- Written task: Repeat only the lines from the one holding "spire with a marker in this photo?" down to the last line of the listing below, including both of those lines.

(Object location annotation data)
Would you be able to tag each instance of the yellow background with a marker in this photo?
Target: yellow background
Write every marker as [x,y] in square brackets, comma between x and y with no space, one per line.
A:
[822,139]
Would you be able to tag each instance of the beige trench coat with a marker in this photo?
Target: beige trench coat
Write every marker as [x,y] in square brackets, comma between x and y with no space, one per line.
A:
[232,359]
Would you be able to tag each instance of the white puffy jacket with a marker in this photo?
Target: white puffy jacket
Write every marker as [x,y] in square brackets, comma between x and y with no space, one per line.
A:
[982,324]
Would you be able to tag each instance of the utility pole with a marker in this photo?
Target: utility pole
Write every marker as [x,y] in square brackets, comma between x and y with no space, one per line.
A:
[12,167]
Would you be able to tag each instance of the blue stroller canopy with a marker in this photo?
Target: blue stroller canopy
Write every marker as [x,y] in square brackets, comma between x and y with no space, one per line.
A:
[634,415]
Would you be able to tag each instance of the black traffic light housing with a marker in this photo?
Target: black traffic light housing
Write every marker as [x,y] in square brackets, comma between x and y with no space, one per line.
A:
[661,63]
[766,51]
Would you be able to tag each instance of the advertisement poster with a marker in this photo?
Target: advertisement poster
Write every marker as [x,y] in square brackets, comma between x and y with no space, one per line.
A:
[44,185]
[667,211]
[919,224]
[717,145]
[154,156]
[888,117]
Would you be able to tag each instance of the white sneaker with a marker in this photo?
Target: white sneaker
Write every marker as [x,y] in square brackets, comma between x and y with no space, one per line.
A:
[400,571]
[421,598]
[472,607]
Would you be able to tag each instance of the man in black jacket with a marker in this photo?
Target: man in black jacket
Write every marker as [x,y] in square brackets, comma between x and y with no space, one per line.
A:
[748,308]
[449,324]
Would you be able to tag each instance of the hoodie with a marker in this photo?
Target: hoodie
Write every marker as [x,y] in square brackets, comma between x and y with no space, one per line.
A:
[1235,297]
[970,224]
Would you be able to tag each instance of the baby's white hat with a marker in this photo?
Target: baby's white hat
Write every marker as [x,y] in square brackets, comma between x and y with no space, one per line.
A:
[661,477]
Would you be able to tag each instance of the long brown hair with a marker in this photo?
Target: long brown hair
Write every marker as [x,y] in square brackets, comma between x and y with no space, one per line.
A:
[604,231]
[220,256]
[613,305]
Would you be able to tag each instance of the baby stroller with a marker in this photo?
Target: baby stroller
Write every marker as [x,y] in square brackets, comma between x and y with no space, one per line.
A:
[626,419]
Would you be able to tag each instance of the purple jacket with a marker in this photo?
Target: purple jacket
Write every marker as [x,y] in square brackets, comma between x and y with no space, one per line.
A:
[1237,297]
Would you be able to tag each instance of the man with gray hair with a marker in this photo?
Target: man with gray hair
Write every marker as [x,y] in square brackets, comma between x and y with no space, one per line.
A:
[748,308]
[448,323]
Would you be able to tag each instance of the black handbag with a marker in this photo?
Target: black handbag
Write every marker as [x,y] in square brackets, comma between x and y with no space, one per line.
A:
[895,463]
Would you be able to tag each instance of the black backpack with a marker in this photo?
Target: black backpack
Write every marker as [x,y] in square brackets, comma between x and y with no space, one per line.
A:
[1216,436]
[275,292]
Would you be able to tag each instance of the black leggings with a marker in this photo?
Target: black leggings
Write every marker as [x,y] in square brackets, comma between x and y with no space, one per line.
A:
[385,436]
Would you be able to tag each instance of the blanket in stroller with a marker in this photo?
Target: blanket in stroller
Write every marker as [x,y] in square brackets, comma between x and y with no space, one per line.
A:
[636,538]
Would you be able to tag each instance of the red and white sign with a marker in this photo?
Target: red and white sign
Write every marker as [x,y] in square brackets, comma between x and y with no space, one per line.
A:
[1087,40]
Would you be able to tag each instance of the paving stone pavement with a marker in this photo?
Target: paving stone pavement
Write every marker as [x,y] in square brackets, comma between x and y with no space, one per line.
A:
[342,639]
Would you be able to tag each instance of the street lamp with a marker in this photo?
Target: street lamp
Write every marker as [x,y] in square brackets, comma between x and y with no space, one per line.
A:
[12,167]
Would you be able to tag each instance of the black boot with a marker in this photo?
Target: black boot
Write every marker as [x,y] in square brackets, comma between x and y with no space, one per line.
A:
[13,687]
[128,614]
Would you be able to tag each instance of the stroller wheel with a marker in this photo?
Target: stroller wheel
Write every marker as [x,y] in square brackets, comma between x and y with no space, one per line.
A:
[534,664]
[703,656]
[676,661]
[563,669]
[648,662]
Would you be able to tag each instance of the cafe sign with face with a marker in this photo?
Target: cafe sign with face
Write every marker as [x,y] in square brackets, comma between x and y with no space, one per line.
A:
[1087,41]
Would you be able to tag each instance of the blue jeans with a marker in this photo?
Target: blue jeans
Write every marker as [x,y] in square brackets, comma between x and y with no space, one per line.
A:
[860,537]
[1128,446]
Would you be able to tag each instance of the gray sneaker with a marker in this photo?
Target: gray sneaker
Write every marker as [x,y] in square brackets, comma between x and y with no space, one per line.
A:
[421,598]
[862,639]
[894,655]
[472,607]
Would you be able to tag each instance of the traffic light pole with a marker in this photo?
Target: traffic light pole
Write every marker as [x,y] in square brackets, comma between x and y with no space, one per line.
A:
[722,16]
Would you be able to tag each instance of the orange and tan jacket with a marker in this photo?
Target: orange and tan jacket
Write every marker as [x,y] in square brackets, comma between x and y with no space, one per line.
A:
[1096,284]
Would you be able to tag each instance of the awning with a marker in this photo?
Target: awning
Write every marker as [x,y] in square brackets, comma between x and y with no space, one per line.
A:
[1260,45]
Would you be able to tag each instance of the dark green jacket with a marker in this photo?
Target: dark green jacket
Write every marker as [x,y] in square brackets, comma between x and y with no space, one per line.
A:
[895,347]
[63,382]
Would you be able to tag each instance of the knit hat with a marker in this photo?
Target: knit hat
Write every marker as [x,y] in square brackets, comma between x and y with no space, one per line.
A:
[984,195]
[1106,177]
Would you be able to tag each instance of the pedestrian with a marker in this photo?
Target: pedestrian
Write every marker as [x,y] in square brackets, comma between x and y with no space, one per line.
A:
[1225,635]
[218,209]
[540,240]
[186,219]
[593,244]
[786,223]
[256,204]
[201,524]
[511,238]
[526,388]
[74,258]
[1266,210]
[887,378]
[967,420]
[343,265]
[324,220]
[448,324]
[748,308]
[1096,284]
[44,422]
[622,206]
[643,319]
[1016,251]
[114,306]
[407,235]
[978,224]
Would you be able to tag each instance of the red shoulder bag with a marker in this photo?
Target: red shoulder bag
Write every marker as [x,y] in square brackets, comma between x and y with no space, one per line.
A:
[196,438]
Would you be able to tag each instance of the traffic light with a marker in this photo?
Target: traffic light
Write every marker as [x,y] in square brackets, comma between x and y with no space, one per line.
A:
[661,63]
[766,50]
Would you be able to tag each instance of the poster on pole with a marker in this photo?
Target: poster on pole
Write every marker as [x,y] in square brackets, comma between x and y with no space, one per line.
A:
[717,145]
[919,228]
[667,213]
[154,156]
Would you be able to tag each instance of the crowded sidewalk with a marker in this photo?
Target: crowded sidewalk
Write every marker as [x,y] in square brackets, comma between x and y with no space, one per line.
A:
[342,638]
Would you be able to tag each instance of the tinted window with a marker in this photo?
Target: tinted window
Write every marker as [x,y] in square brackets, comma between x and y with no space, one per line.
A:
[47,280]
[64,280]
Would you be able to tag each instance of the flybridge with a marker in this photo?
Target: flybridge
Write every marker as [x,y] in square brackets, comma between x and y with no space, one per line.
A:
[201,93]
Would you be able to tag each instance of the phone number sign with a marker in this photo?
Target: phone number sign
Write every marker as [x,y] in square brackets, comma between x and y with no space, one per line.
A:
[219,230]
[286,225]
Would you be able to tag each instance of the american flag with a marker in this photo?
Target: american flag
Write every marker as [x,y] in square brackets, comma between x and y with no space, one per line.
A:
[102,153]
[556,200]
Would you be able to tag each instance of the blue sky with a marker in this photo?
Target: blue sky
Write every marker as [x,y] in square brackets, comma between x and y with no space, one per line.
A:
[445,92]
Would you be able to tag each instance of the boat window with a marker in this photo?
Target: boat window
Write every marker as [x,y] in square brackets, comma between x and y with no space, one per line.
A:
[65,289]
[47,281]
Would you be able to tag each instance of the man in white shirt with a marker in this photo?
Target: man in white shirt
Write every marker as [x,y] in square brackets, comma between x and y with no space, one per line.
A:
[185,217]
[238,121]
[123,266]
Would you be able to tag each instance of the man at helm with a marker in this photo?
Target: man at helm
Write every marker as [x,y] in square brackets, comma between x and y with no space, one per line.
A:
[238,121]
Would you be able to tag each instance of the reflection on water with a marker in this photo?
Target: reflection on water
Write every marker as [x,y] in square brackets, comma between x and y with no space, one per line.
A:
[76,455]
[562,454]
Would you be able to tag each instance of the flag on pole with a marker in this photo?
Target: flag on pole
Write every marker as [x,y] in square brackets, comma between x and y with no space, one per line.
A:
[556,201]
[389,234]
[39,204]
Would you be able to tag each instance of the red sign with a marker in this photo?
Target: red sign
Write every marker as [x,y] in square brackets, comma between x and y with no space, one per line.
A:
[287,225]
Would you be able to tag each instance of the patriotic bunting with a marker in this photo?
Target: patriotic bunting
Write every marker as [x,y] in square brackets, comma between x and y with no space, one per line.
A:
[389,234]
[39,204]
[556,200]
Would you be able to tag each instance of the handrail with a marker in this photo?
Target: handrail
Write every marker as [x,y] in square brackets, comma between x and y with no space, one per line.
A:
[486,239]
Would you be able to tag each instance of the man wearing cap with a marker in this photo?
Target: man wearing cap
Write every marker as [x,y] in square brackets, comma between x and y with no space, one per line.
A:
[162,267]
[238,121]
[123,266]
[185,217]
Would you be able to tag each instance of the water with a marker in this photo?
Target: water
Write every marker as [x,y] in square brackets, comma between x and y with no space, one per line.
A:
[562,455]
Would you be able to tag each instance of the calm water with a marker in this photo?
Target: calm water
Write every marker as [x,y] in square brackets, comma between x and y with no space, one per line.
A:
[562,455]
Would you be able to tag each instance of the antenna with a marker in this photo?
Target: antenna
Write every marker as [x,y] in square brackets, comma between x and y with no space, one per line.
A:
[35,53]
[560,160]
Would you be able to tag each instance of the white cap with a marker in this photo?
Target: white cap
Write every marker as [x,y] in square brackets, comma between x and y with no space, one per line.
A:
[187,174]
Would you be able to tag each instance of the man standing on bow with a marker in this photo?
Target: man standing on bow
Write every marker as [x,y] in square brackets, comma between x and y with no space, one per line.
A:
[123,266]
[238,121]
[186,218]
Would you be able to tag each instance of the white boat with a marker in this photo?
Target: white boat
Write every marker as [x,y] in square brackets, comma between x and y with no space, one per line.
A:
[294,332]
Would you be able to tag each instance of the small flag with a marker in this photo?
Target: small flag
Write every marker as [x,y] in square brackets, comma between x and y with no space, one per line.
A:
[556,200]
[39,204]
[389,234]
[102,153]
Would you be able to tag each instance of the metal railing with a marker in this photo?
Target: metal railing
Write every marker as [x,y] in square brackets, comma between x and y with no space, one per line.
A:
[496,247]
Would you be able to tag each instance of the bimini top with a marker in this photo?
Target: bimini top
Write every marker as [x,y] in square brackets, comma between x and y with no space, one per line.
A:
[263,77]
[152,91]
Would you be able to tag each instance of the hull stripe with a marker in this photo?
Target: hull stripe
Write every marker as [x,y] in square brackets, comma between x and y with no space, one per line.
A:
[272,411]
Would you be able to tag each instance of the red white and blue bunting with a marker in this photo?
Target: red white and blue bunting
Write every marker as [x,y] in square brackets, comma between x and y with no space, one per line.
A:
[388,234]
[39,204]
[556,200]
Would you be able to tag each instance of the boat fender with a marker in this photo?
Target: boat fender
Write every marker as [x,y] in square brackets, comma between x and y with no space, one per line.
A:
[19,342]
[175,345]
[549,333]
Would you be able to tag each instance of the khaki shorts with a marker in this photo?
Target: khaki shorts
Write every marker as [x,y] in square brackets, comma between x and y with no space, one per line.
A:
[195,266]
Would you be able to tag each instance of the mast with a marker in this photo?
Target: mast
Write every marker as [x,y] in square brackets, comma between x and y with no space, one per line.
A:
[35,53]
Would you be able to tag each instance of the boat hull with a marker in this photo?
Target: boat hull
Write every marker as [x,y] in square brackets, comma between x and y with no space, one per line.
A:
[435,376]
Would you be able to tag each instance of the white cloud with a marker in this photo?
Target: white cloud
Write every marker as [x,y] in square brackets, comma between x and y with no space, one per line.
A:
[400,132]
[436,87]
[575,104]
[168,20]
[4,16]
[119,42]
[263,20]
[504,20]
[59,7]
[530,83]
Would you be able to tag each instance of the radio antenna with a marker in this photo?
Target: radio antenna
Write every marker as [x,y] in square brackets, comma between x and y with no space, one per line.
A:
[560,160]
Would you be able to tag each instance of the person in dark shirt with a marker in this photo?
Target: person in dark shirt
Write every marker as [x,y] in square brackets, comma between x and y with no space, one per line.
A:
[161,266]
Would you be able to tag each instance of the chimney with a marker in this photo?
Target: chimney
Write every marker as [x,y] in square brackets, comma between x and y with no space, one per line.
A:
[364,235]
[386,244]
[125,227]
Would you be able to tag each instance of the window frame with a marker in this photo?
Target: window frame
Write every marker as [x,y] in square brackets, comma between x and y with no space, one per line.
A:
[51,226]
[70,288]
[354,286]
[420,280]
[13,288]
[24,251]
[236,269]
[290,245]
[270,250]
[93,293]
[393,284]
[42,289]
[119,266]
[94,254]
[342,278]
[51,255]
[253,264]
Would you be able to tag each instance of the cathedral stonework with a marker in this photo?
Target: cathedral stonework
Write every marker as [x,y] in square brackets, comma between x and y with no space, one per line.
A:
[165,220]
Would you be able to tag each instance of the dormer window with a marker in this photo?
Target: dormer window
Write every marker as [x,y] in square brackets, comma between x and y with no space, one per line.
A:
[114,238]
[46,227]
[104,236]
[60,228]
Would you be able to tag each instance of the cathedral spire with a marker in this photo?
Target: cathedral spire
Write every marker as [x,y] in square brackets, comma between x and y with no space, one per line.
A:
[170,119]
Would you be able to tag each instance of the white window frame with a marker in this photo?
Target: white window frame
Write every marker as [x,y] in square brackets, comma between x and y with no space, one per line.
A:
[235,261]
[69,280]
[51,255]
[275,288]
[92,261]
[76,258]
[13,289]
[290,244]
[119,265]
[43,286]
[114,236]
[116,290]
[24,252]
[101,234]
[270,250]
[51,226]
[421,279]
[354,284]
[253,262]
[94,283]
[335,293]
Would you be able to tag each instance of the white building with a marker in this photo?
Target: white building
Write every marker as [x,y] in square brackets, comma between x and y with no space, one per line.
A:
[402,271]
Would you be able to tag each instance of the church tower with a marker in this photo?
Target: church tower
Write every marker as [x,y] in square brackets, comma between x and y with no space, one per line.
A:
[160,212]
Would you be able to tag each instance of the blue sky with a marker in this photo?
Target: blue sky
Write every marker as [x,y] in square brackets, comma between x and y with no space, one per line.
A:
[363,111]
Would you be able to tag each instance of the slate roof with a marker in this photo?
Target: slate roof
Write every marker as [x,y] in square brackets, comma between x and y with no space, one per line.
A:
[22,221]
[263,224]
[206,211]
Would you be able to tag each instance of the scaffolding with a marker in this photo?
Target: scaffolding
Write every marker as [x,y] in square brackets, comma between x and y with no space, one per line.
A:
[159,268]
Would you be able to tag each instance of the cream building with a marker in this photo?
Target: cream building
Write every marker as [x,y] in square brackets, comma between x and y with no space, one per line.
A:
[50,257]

- Exercise response:
Would you be able to tag each instance of the cathedral spire with a marker in this photo?
Target: cathedral spire
Write every marker as [x,y] in square brackets, comma between x and y with no space, one per line.
A:
[170,119]
Would you be able to tag each instance of the white window frame with a marker in this photo?
Target: white window frame
Write every marker as [x,y] in square brackets, comma between x and y with no space, one per line.
A:
[235,261]
[69,280]
[51,255]
[275,288]
[92,261]
[76,258]
[13,289]
[290,244]
[119,265]
[43,286]
[114,236]
[116,290]
[24,252]
[101,234]
[270,250]
[51,226]
[421,279]
[354,284]
[253,262]
[94,283]
[335,293]
Would you be able to tag each instance of the white building with a marker in this photo?
Target: white building
Write every marker as [x,y] in square brackets, comma between x and y with no space, one per line.
A:
[402,271]
Would you be able to tag each instance of the church tower with a marker in this photo?
Target: church tower
Write every marker as [x,y] in square brackets, comma between x and y with no space, one per line.
A:
[160,212]
Would you be able to tag each instance of the blue sky with a marker in this photo?
Target: blue sky
Write every marker as [x,y] in square brackets, comma between x and y with no space, one per line.
A:
[363,111]
Would you be able to tag each instance of the slate roof with a marker in this photo?
Target: slate roof
Write every marker as [x,y] in square brackets, comma between x and y with no space, one per line.
A:
[22,221]
[263,224]
[206,211]
Would you be able to tag each instance of the scaffolding with a marker in this photo?
Target: scaffolding
Write every marker as [x,y] in square brackets, comma between x and y with no space, one per line.
A:
[159,268]
Would you be able to tag each instance of the cream building with a marker in this photo?
Target: cream building
Write every marker as [x,y] in square brackets, comma between x and y with no space, one per line.
A:
[50,257]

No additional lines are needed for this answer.